## Tugas 1
Tuliskan kembali bagian teks bacaan mulai dari "Reporter: Vendy Yhulia" sampai "dosis sebagai target.", persis sama dengan aslinya.
## Tugas 2
Tentukan apakah setiap pernyataan berikut sesuai dengan teks bacaan. Jawab ya atau tidak, lalu kutip kata-kata teks yang menjadi dasarnya.
(a) Target yang dipakai adalah cakupan 75% populasi yang divaksin dua dosis.
(b) China akan membutuhkan 3 tahun untuk memenuhi cakupan vaksinasi 75% populasinya.
(c) Data Bloomberg Vaccine Tracker dikutip dari Strait Times.

## Teks Bacaan
== == ==

Reporter: Vendy Yhulia Susanto | Editor: Yudho Winarto
KONTAN.CO.ID - JAKARTA. Sejumlah pihak menilai berakhirnya pandemi salah satunya dapat diukur dengan pencapaian vaksinasi di suatu negara.
Mengutip Strait Times, data Bloomberg Vaccine Tracker menunjukkan, beberapa negara membuat kemajuan yang jauh lebih cepat daripada yang lain, dengan menggunakan cakupan 75% populasi yang divaksin dua dosis sebagai target.
Hitungan Bloomberg ini memperhitungkan tingkat vaksinasi saat ini yang mencapai 4.540.345 dosis per hari. China akan membutuhkan 5,5 tahun untuk memenuhi cakupan vaksinasi 75% populasinya dengan kecepatan vaksinasi seperti sekarang ini yakni 1.025.000 dosis per hari.

== == ==

## Data Diperiksa
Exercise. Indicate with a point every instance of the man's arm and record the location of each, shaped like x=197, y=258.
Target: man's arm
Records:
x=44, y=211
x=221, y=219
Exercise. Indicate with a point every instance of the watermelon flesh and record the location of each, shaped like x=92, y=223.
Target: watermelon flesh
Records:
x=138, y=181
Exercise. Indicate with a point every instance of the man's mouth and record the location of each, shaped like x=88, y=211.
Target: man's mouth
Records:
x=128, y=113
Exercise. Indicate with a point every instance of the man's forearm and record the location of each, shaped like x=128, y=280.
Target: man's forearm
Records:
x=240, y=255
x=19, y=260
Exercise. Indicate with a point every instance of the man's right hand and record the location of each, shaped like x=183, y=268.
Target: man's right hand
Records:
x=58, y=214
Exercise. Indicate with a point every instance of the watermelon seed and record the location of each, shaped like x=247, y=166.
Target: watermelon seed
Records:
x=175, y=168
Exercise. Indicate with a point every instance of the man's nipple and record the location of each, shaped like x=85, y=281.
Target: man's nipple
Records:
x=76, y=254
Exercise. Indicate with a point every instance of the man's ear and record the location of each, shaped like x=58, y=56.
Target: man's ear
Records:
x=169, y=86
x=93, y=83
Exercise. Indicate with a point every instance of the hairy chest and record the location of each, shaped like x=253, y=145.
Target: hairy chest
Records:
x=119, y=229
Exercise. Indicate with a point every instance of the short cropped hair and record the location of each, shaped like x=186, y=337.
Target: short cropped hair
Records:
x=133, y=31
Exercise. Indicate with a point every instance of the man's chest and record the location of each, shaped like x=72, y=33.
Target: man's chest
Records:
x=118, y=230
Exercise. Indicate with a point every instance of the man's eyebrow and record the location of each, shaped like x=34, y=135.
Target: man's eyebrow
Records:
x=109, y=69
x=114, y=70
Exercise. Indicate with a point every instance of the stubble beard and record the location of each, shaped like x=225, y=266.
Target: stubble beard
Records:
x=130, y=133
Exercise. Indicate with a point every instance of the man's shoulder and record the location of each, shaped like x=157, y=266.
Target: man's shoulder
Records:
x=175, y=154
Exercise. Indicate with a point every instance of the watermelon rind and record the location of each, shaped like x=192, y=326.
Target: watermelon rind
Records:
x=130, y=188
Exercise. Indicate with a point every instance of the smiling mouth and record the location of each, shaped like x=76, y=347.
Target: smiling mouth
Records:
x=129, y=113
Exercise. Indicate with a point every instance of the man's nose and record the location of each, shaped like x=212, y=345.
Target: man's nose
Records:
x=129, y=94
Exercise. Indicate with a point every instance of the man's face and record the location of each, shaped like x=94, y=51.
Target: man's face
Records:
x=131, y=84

== == ==

## Jawaban Anda 1
Reporter: Vendy Yhulia Susanto | Editor: Yudho Winarto
KONTAN.CO.ID - JAKARTA. Sejumlah pihak menilai berakhirnya pandemi salah satunya dapat diukur dengan pencapaian vaksinasi di suatu negara.
Mengutip Strait Times, data Bloomberg Vaccine Tracker menunjukkan, beberapa negara membuat kemajuan yang jauh lebih cepat daripada yang lain, dengan menggunakan cakupan 75% populasi yang divaksin dua dosis sebagai target.

## Jawaban Anda 2
(a) Ya: "dengan menggunakan cakupan 75% populasi yang divaksin dua dosis sebagai target"
(b) Tidak: "China akan membutuhkan 5,5 tahun untuk memenuhi cakupan vaksinasi 75% populasinya"
(c) Ya: "Mengutip Strait Times, data Bloomberg Vaccine Tracker menunjukkan"